(Source rows)
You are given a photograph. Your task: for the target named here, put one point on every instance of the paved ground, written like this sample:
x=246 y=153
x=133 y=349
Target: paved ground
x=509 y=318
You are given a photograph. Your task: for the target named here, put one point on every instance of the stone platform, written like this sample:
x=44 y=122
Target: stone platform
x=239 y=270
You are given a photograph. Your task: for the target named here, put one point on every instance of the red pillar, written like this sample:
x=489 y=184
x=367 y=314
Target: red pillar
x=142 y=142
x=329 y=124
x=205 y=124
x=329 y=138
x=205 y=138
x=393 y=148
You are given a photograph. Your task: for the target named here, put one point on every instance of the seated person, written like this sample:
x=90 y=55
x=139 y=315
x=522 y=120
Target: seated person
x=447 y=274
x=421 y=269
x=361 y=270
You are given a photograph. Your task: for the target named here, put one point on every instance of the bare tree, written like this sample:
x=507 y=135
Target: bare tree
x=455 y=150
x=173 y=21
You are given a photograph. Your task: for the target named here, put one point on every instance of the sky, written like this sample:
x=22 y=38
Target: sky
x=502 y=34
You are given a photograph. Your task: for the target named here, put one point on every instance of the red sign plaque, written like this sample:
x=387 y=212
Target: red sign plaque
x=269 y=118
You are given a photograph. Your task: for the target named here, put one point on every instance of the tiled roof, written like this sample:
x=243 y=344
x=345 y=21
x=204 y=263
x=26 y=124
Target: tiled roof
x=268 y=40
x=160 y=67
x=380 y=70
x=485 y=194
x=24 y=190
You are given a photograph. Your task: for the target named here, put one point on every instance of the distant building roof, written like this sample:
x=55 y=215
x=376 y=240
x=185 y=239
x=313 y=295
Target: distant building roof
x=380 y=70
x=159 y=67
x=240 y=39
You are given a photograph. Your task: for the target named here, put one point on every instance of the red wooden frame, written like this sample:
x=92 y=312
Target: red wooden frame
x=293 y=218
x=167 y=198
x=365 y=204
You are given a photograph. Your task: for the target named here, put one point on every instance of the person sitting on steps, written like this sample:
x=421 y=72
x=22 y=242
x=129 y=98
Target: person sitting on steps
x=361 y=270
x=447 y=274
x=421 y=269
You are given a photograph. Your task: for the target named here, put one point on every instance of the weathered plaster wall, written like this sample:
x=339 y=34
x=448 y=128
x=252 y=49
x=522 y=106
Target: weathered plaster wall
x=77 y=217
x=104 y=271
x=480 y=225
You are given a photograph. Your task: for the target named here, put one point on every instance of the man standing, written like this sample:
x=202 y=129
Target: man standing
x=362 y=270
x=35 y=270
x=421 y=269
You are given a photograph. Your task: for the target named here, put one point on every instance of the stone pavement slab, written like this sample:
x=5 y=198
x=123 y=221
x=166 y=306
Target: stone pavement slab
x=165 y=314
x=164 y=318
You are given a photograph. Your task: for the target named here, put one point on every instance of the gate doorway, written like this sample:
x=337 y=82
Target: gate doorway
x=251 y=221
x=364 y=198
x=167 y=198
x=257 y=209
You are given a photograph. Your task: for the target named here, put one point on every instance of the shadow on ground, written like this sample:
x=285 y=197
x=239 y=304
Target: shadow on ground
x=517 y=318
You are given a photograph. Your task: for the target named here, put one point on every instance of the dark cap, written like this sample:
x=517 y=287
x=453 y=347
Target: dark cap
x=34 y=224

## Goal
Copy every one of the rows above word for word, changing nothing.

## Solution for this exercise
You are given a photograph. Your task: for the target named here, put one point on every instance of the paved ground, written like this sample:
x=246 y=153
x=133 y=349
Target: paved ground
x=509 y=318
You are given a photograph. Your task: for the target named here, put one point on every instance of the stone platform, written like this sample:
x=44 y=122
Target: stone platform
x=239 y=270
You are given a photograph. Your task: for the target named here, put one point on every instance of the red pillar, written like this sample:
x=489 y=184
x=367 y=314
Target: red pillar
x=142 y=142
x=329 y=124
x=205 y=124
x=329 y=138
x=205 y=138
x=393 y=148
You are given a photograph. Your task: for the target named here, put one point on every instance of the seated person, written like this sample:
x=90 y=55
x=139 y=315
x=522 y=120
Target: seated person
x=447 y=274
x=421 y=269
x=361 y=270
You are given a photograph. Your task: for the target named here, put one point on every instance of the bare tree, written like this sample:
x=507 y=135
Target: bare tree
x=455 y=150
x=173 y=21
You are given a photograph. Your task: for the target named here, put one point on every instance of the sky, written like this sample:
x=22 y=38
Target: sky
x=502 y=34
You are given a photograph. Your task: for the target named here, put one point on every instance of the red sign plaque, written like this sample:
x=387 y=212
Target: red sign plaque
x=269 y=118
You are given a photograph. Your task: for the target named here, put one point on every instance of the tiled roof, written like this sample:
x=243 y=344
x=345 y=21
x=204 y=263
x=26 y=124
Target: tiled roof
x=268 y=40
x=160 y=67
x=380 y=70
x=485 y=194
x=24 y=190
You are given a photograph. Your task: for the target named here, put one point on every instance of the distant building roof, written like this sample:
x=55 y=215
x=376 y=240
x=185 y=239
x=313 y=295
Target: distant building roof
x=380 y=70
x=159 y=67
x=240 y=39
You are given a photograph. Your task: for the target named here, put one point on every instance of the red wooden frame, written like this sample:
x=92 y=312
Target: red wooden frame
x=293 y=218
x=167 y=198
x=365 y=204
You are given a photograph. Your task: for the target named here, put one point on every instance of the person sitting on steps, written like this sample:
x=421 y=72
x=22 y=242
x=129 y=98
Target: person sitting on steps
x=361 y=270
x=447 y=274
x=421 y=269
You are given a photograph. Your task: for the target named here, put one point on every instance of the weathered plaster wall, written like this sample:
x=339 y=34
x=448 y=128
x=252 y=49
x=522 y=106
Target: weathered plaster wall
x=77 y=217
x=104 y=271
x=480 y=225
You are given a photograph. Your task: for the target named here, put one point on every instance of the man standing, written like this sample:
x=202 y=129
Target: man standing
x=362 y=270
x=35 y=270
x=421 y=269
You are given a photograph. Your task: for the target named here, put one point on every instance of the stone pavement slab, written like this sample:
x=5 y=198
x=123 y=221
x=166 y=306
Target: stone pavement slab
x=165 y=314
x=164 y=318
You are given a photograph. Your task: for the target named here, put one point on every instance of the gate doorway, written like this sample:
x=337 y=82
Target: gate doorway
x=251 y=221
x=364 y=198
x=167 y=198
x=257 y=209
You are given a photograph. Your task: for the target named here, put one point on every instance of the shadow on ground, written like this sample:
x=285 y=197
x=239 y=304
Target: shadow on ground
x=517 y=318
You are given a photograph. Your task: for the target named here, put one point on every instance of the dark cap, written like this sample:
x=517 y=287
x=453 y=347
Target: dark cap
x=34 y=224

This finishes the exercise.